YOUR INSTRUCTIONS → Carry on the email reviewing the Tarantool patch on WAL garbage collection, picking up right after its last line.

# START OF READING PASSAGE

Tarantool development patches archive
 help / color / mirror / Atom feed
From: Vladislav Shpilevoy <v.shpilevoy@tarantool.org>
To: Serge Petrenko <sergepetrenko@tarantool.org>, kostja.osipov@gmail.com
Cc: tarantool-patches@dev.tarantool.org
Subject: Re: [Tarantool-patches] [PATCH v5 3/4] gc: rely on minimal vclock components instead of signatures
Date: Sat, 4 Apr 2020 22:51:50 +0200	[thread overview]
Message-ID: <5e756ad6-ab5a-0cac-9588-848ca793e1ee@tarantool.org> (raw)
In-Reply-To: <c1c8e533c19b3e962c9f4e97fc36c2c5dd7d300e.1585565637.git.sergepetrenko@tarantool.org>

Thanks for the patch!

See 5 comments below.

On 30/03/2020 13:04, Serge Petrenko wrote:
> The current WAL GC implementation tracks consumers (i.e. remote replicas) by
> their vclock signature, which is the sum of all vclock components.
> This approach is wrong, and this can be shown by a little example.
> The example will be a little synthetic, but it'll illustrate the problem.
> Say, you have 2 masters, A and B with ids 1 and 2 respectively, and a replica C
> with id 3. Say, С replicates from both A and B, and there is no replication
> between A and B (say, the instances were reconfigured to not replicate from each
> other). Now, say replica C has followed A and B to vclock {1:5, 2:13}. At the
> same time, A has lsn 10 and B has lsn 15. A and B do not know about each other’s
> changes, so A’s vclock is {1:10} and B’s vclock is {2:15}. Now imagine A does a
> snapshot and creates a new xlog with signature 10. A’s directory will look like:
> 00…000.xlog 00…010.snap 00….010.xlog
> Replica C reports its vclock {1:5, 2:13} to A, A uses the vclock to update the
> corresponding GC consumer. Since signatures are used, GC consumer is assigned a
> signature = 13 + 5 = 18. This is greater than the signature of the last xlog on
> A (which is 10), so the previous xlog (00…00.xlog) can be deleted (at least A
> assumes it can be). Actually, replica still needs 00…00.xlog, because it
> contains rows corresponding to vclocks {1:6} - {1:10}, which haven’t been
> replicated yet.
> 
> If instead of using vclock signatures, gc consumers used vclocks, such a problem
> wouldn’t arise. Replia would report its vclock {1:5, 2:13}. The vclock is NOT

1. Replia -> Replica.

> strictly greater than A’s most recent xlog vclock ({1:10}), so the previous log
> is kept until replica reports a vclock {1:10, 2:something} or {1:11, …} and so
> on.
> 
> Rewrite gc to perform cleanup based on finding minimal vclock
> components present in at least one of the consumer vclocks instead of
> just comparing vclock signatures.

# END OF READING PASSAGE
# START OF GIVEN DATA

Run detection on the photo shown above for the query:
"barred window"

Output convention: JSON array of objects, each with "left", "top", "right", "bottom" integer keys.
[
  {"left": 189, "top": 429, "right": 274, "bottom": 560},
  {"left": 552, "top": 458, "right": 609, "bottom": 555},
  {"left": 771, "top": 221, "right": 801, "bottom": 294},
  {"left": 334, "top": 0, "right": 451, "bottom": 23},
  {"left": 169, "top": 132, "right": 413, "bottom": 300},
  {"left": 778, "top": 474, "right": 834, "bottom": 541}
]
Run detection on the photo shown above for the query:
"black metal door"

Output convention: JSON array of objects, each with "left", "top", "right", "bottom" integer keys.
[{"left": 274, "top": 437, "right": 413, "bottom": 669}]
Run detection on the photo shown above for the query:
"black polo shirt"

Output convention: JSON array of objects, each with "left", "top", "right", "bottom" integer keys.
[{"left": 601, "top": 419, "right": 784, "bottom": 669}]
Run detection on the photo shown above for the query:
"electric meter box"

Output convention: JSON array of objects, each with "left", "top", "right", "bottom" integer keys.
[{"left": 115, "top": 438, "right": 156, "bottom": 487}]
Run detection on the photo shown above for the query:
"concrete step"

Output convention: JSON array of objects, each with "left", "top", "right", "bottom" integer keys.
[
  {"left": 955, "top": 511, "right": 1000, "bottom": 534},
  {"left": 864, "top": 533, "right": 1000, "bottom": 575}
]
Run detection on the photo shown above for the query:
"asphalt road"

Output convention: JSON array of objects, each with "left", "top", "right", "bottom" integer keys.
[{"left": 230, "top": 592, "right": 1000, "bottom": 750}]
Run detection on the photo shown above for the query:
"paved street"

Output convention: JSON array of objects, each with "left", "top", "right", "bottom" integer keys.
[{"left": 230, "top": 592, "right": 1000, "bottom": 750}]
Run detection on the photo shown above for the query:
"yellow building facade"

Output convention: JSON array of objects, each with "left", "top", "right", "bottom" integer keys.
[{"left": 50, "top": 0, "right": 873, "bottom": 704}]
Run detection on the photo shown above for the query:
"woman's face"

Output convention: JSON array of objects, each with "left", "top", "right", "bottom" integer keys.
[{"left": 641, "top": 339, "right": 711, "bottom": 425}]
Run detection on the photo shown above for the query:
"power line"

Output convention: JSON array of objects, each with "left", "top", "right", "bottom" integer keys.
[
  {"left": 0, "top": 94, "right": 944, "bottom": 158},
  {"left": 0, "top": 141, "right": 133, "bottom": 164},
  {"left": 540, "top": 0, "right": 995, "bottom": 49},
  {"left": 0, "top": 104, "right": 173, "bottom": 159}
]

# END OF GIVEN DATA

THE OUTPUT →
> 
> Prerequisite #4114
> ---
>  src/box/gc.c     | 41 +++++++++++++++----------
>  src/box/vclock.h | 78 ++++++++++++++++++++++++++++++++++++++++++++++++
>  2 files changed, 103 insertions(+), 16 deletions(-)
> 
> diff --git a/src/box/gc.c b/src/box/gc.c
> index f5c387f9d..a2d0a515c 100644
> --- a/src/box/gc.c
> +++ b/src/box/gc.c
> @@ -66,16 +66,15 @@ static int
>  gc_checkpoint_fiber_f(va_list);
>  
>  /**
> - * Comparator used for ordering gc_consumer objects by signature
> - * in a binary tree.
> + * Comparator used for ordering gc_consumer objects
> + * lexicographically by their vclock in a binary tree.
>   */
>  static inline int
>  gc_consumer_cmp(const struct gc_consumer *a, const struct gc_consumer *b)
>  {
> -	if (vclock_sum(&a->vclock) < vclock_sum(&b->vclock))
> -		return -1;
> -	if (vclock_sum(&a->vclock) > vclock_sum(&b->vclock))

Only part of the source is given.